** START OF Dataset records **

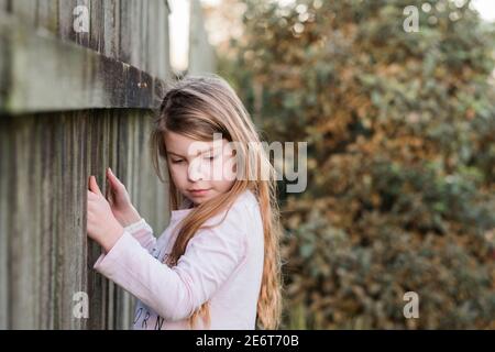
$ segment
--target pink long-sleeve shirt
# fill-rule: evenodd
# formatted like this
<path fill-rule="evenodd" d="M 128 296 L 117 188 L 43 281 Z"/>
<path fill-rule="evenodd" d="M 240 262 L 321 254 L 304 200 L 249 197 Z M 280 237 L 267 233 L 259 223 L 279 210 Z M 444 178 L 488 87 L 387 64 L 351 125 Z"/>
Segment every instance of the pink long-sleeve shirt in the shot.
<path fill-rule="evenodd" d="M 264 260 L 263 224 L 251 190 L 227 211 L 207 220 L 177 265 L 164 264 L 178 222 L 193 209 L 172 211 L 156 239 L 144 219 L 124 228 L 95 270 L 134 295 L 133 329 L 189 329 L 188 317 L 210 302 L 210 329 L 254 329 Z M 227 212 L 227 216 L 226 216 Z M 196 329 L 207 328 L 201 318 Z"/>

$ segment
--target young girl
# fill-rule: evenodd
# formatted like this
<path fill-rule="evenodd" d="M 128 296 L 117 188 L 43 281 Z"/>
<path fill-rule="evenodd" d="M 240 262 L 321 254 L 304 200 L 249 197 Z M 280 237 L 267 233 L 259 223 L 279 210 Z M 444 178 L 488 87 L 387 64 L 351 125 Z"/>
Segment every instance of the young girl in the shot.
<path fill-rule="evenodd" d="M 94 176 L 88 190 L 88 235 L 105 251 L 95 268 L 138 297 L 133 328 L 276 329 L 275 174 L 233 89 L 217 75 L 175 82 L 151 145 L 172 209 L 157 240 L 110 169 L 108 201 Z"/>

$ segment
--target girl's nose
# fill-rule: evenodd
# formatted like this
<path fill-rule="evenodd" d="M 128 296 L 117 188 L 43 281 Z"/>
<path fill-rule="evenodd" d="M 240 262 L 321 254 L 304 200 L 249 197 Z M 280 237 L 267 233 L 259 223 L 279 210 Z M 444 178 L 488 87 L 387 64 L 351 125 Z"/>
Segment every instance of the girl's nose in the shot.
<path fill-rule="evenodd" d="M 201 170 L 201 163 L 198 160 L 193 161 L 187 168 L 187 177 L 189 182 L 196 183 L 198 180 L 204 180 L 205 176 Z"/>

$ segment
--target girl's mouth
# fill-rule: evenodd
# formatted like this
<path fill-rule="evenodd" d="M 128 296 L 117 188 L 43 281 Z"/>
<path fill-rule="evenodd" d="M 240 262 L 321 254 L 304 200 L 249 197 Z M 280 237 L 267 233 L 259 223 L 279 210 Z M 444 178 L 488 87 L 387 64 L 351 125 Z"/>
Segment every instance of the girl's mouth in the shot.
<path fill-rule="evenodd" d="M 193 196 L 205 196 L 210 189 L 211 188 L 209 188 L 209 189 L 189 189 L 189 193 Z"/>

** END OF Dataset records **
** START OF Dataset records **

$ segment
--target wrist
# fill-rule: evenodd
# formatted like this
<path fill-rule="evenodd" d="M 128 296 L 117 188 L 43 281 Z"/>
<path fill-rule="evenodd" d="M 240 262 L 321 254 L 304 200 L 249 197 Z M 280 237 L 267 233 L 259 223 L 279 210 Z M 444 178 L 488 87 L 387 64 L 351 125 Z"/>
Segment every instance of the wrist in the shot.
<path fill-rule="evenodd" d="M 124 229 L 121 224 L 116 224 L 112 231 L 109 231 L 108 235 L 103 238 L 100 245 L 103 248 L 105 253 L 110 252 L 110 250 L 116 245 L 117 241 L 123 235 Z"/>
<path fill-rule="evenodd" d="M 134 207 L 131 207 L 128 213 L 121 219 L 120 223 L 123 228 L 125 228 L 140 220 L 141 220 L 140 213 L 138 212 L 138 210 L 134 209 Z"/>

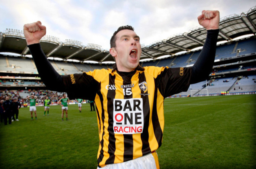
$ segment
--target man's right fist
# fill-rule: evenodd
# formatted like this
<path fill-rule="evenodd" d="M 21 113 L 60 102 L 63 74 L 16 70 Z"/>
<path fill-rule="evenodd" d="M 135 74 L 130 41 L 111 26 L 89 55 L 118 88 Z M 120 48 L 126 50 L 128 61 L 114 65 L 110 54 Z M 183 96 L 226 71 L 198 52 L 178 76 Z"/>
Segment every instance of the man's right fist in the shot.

** END OF Dataset records **

## The problem
Return every line of the material above that contains the string "instance", matching case exactly.

## Task output
Segment every instance of the pink long-sleeve shirt in the shot.
Segment every instance of the young girl in the shot.
Segment every instance of the girl's nose in the shot.
Segment every instance of the girl's mouth in the shot.
Segment every instance of the wrist in the shot.
Segment every instance of the man's right fist in the shot.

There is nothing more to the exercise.